#### Text provided:
[Haskell-cafe] Re: Support for lock-free/wait-free programming? / ANN: bits-atomic

2010-08-30 Thread Gabriel Wicke
On Sun, 29 Aug 2010 13:08:48 -0400, Gregory Collins wrote:

 Gregory Collins g...@gregorycollins.net writes:
 ...sigh... The programs link fine without it part is a partial lie.
 Anything that the C linker links (i.e. executables) works fine without
 an explicit -lgcc_s, but ghci and compilations using template haskell
 fail with an unknown symbol `___bswapdi2', or equivalent.
 
 Looking for a workaround now.

After some more off-list discussion with Gregory (thanks for your help!) I
split out the atomic operations to the bits-atomic package [1] which no longer
depends on libgcc_s. GCC produces native code for atomic operations, so
libgcc_s is not needed for these operations. 

Additionally, a test suite covering the most important operations is now
included.

I am still looking for a solution to drop the libgcc dependency for
Data.Bits.Extras (which will remain in bits-extras) as well, but this is
harder as the decision whether to use fall-back software implementations
depends on the CPU capabilities.

Cheers,
Gabriel

[1] http://hackage.haskell.org/package/bits-atomic-0.1.0

___
Haskell-Cafe mailing list
Haskell-Cafe@haskell.org
http://www.haskell.org/mailman/listinfo/haskell-cafe


Re: [Haskell-cafe] Re: Support for lock-free/wait-free programming? / ANN: bits-atomic

2010-08-30 Thread Gregory Collins
Gabriel Wicke wi...@wikidev.net writes:

 On Sun, 29 Aug 2010 13:08:48 -0400, Gregory Collins wrote:

 After some more off-list discussion with Gregory (thanks for your help!) I
 split out the atomic operations to the bits-atomic package [1] which no longer
 depends on libgcc_s. GCC produces native code for atomic operations, so
 libgcc_s is not needed for these operations. 

Wonderful, works perfectly, thanks!

G
-- 
Gregory Collins g...@gregorycollins.net
___
Haskell-Cafe mailing list
Haskell-Cafe@haskell.org
http://www.haskell.org/mailman/listinfo/haskell-cafe


[Haskell-cafe] Re: Support for lock-free/wait-free programming?

2010-08-29 Thread Gabriel Wicke
On Sat, 28 Aug 2010 21:22:57 -0400, Gregory Collins wrote:
 On OSX libgcc_s is only supplied as a dynamic library, which GHC
 doesn't seem to be able to link with. Any ideas would be appreciated.
 
 It works with this patch:
 -CC-Options:   -fomit-frame-pointer -march=native -Wall -   

Hello Gregory,

thanks for your patch.

I have just uploaded bits-extras-0.1.1 [1] with tweaked CC-Options to 
only include
-Wall on non-linux systems (plus minor documentation tweaks).

Could you check if this compiles on OSX? I would prefer to keep -Wall 
enabled
if possible.

[Pointing entries for labeled objects]
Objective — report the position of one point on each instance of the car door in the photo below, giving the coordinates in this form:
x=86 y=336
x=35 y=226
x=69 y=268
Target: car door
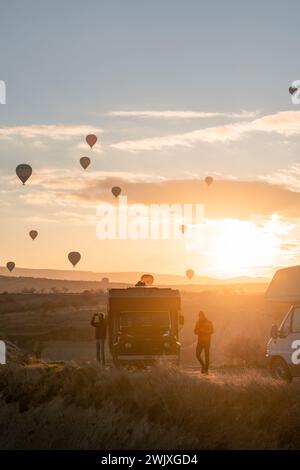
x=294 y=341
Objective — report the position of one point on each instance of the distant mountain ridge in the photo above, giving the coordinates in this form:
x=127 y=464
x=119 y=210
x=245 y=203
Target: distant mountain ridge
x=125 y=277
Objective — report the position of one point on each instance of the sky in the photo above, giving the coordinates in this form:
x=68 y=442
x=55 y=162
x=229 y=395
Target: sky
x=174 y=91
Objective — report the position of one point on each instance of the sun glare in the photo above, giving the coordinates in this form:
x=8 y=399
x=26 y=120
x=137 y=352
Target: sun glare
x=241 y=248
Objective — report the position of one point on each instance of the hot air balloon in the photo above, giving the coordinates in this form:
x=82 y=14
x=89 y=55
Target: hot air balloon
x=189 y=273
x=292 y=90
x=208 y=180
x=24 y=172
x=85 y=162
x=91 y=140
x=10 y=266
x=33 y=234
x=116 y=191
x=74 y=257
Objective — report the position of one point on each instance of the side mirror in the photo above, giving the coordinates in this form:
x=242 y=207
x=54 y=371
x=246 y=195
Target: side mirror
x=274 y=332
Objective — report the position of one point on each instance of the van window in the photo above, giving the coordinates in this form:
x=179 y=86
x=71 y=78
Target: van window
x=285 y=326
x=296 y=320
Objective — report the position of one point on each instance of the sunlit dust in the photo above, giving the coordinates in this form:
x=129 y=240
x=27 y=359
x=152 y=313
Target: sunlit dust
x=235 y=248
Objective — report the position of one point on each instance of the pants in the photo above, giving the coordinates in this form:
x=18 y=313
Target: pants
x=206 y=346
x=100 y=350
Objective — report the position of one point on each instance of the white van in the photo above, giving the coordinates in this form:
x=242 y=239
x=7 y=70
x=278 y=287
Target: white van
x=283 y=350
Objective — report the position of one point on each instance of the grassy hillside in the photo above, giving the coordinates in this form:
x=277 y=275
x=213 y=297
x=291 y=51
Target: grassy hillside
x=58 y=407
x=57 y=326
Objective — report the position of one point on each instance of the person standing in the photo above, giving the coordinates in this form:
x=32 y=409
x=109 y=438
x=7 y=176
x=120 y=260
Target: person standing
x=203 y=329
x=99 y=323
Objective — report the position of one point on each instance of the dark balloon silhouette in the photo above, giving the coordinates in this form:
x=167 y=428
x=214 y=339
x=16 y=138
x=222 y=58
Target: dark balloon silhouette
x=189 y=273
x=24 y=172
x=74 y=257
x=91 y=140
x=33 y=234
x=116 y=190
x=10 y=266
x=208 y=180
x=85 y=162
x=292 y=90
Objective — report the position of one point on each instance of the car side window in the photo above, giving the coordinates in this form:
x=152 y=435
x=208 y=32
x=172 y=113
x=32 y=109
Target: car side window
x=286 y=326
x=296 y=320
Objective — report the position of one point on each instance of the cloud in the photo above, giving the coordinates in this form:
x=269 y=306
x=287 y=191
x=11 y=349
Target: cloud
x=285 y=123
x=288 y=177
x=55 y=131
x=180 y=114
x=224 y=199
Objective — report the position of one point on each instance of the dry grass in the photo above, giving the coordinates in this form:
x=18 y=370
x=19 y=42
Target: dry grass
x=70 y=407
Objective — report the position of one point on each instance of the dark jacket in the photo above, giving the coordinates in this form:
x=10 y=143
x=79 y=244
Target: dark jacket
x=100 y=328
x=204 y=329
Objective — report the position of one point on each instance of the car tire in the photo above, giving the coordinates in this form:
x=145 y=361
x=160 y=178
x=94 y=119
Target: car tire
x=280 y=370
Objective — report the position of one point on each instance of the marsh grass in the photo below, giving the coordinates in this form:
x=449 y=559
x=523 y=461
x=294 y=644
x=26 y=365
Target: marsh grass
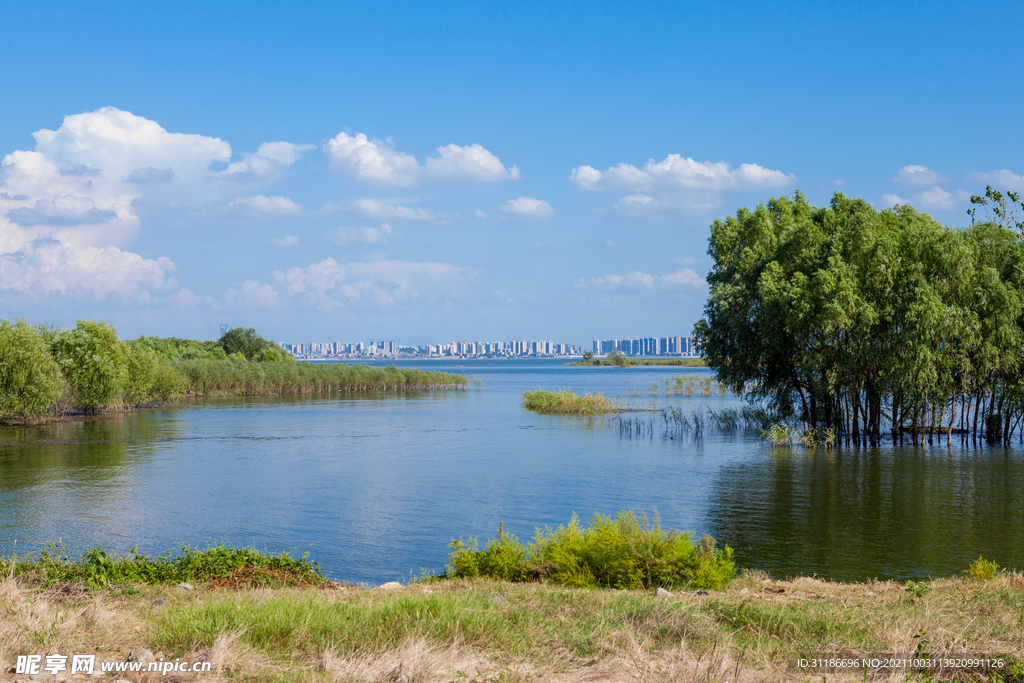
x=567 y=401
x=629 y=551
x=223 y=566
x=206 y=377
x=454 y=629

#### Tasks to perform:
**1)** Answer these questions using the mailing list thread above the listing, one answer per line:
(a) To which package were the atomic operations split out?
(b) Which unknown symbol caused ghci and compilations using template haskell to fail?
(c) Which version of bits-extras was uploaded with tweaked CC-Options?
**2)** Name every message in the mailing list thread shown above the listing, giving the sender and the date for each.
**3)** Reproduce the passage of the mailing list thread above the listing, starting with "2010-08-30 Thread Gregory" and going on through "works perfectly, thanks!".

#### Responses in order:
**1)**
(a) bits-atomic
(b) `___bswapdi2`
(c) bits-extras-0.1.1

**2)**
Gabriel Wicke, 2010-08-30
Gregory Collins, 2010-08-30
Gabriel Wicke, 2010-08-29

**3)**
2010-08-30 Thread Gregory Collins
Gabriel Wicke wi...@wikidev.net writes:

 On Sun, 29 Aug 2010 13:08:48 -0400, Gregory Collins wrote:

 After some more off-list discussion with Gregory (thanks for your help!) I
 split out the atomic operations to the bits-atomic package [1] which no longer
 depends on libgcc_s. GCC produces native code for atomic operations, so
 libgcc_s is not needed for these operations. 

Wonderful, works perfectly, thanks!